=== Auszug ===

Kurzbeschreibung

Mit der Niederlage Österreichs 1866 und der Errichtung des Norddeutschen Bundes Anfang 1867 rückte für die Nationalliberalen der Traum eines kleindeutschen Nationalstaats in Reichweite; doch blieben viele Fragen offen. Tatsächlich hatten sich, seit die Fortschrittspartei sich im Frühherbst 1866 im Streit um die Indemnitätsvorlage gespalten hatte, Liberale, die ihre Übereinstimmung mit Bismarcks Kurs auf andere Weise zum Ausdruck bringen wollten, in Richtung Unabhängigkeit bewegt. Diese Entwicklung war verlangsamt, aber nicht gestoppt worden, als die „liberalen Nationalisten“ bei der Reichstagswahl im Februar 1867 schwach abschnitten. In ihrem Gründungsprogramm vom Juni 1867 – überwiegend verfasst von Eduard Lasker (1829–1884) und mit der bevorstehenden Reichstagswahl im Juli 1867 fest im Blick – vertritt die Nationalliberale Partei die nationale Einheit als Hauptziel. Sie betont aber auch die Miteinbeziehung Süddeutschlands, die Notwendigkeit von Freiheit und Rechtsstaatlichkeit, eines gestärkten Reichstags und einer ständig weiterentwickelten Verfassung. Bald darauf wurde die zentrale Rolle der Partei bei der Nationalstaatsgründung mit einem Wahlerfolg belohnt. 1874 gewann sie 155 Reichstagsmandate und etwa 30% der Stimmen. Der langfristige Niedergang, der nur teilweise das Ergebnis der Sezession von 1880 war, ließ sich in den „nationalistischen“ Wahlen von 1887 nur kurzzeitig umkehren, als die Gesamtzahl ihrer Mandate auf 99 anstieg. Doch drei Jahre später wurde die Partei von dem Schimpf, Bismarcks „Kartell“ anzugehören, in Mitleidenschaft gezogen; sie gewann nur 42 Sitze und etwa 16% der Stimmen.

Das Gründungsprogramm der Nationalliberalen Partei (12. Juni 1867)

  • Eduard Lasker

Quelle

Als im vorigen Jahre der alte Bund zusammenbrach und die preußische Regierung den ernsten Willen bekundete, das nationale Band zu erhalten und die deutsche Einheit auf festeren Grundlagen herzustellen, da war es uns nicht zweifelhaft, daß die liberalen Kräfte der Nation mitwirken müßten, wenn das Einigungswerk gelingen und zugleich die Freiheitsbedürfnisse des Volkes befriedigen sollte. Um dieses Zweckes willen waren wir zur Mitwirkung bereit; möglich wurde sie erst dadurch, daß die Regierung von der Verletzung des Verfassungsrechtes abließ, die von der liberalen Partei so nachdrücklich verteidigten Grundsätze anerkannte, daß sie die Indemnität nachsuchte und erhielt. Die Mitwirkung zu sichern, konnten die durch den Verfassungsstreit bedingten Gruppierungen innerhalb der Partei nicht genügen. Dem neuen Bedürfnis entsprach die Bildung der Nationalliberalen Partei zu dem Zwecke, auf den gegebenen Grundlagen die Einheit Deutschlands zu Macht und Freiheit herzustellen.

=== Bereitgestelltes Material ===

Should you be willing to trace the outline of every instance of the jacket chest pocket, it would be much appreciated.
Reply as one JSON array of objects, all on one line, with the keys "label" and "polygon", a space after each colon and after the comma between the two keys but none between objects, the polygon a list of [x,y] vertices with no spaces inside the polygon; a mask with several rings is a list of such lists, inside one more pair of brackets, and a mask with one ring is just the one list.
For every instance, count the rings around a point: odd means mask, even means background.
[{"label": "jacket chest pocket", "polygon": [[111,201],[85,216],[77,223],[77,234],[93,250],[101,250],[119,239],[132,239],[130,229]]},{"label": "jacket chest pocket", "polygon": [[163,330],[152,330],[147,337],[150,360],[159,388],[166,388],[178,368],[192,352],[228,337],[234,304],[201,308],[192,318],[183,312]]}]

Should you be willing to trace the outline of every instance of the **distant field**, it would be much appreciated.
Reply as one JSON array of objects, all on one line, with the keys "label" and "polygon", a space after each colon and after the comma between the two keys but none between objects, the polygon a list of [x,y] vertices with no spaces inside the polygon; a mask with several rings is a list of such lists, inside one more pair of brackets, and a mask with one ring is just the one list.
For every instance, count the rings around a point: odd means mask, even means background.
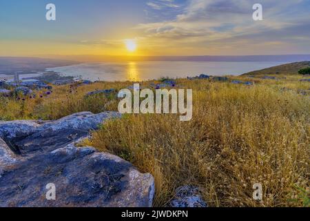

===

Die Aufgaben -
• 1. Wie viele Reichstagsmandate gewann die Nationalliberale Partei laut dem Text über die Nationalliberale Partei im Jahr 1874?
• 2. Setze den Text über die Nationalliberale Partei nach seinem letzten Satz fort.

Schriftliche Antworten -
• 1. 155 Mandate.

• 2.
Wir verkannten niemals das Schwierige der Aufgabe, im Zusammenwirken mit einer Regierung, welche jahrelang den Verfassungskonflikt aufrecht erhalten und ohne Budgetgesetz verwaltet hatte, mit unvollkommenen konstitutionellen Waffen die freiheitliche Entwicklung zu fördern. Aber wir unterzogen uns dieser Aufgabe mit dem festen Willen, durch fortgesetzte ernste Arbeit die Schwierigkeit zu überwinden, und mit der Zuversicht, daß die Größe des Zieles die Tatkraft des Volkes stärken wird.

Denn uns beseelt und vereinigt der Gedanke, daß die nationale Einheit nicht ohne die volle Befriedigung der liberalen Ansprüche des Volkes erreicht und dauernd erhalten, und daß ohne die tatkräftige und treibende Macht der nationalen Einheit der Freiheitssinn des Volkes nicht befriedigt werden kann. Deshalb ist unser Wahlspruch: Der deutsche Staat und die deutsche Freiheit müssen gleichzeitig mit denselben Mitteln errungen werden. Es wäre ein verderblicher Irrtum, zu glauben, daß das Volk, seine Fürsprecher und Vertreter nur die Interessen der Freiheit zu wahren brauchen, die Einheit dagegen auch ohne uns durch die Regierung auf dem Wege der Kabinettspolitik werde aufgerichtet werden.

Die Einigung des ganzen Deutschlands unter einer und derselben Verfassung ist uns die höchste Aufgabe der Gegenwart.

Einen monarchischen Bundesstaat mit den Bedingungen des konstitutionellen Rechtes in Einklang zu bringen, ist eine schwere, in der Geschichte bisher noch nicht vollzogene Aufgabe; die Verfassung des Norddeutschen Bundes hat sie weder vollständig im Umfange, noch in endgültig befriedigender Weise gelöst. Aber wir betrachten das neue Werk als den ersten unentbehrlichen Schritt auf der Bahn zu dem in Freiheit und Macht gefestigten deutschen Staate. Der Beitritt Süddeutschlands, welchen die Verfassung offenhält, muß mit allen Kräften und dringlich befördert werden, aber unter keinen Umständen darf er die einheitliche Zentralgewalt in Frage stellen, oder schwächen.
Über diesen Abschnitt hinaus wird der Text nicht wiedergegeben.